=== Begin Enclosure ===

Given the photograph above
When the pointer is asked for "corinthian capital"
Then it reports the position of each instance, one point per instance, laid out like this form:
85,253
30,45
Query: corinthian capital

=== End Enclosure ===

> _EXERCISE DIRECTIONS_: Each line of the material above is to be retyped verbatim.

> _EXERCISE RESULT_:
Given the photograph above
When the pointer is asked for "corinthian capital"
Then it reports the position of each instance, one point per instance, laid out like this form:
85,253
30,45
Query: corinthian capital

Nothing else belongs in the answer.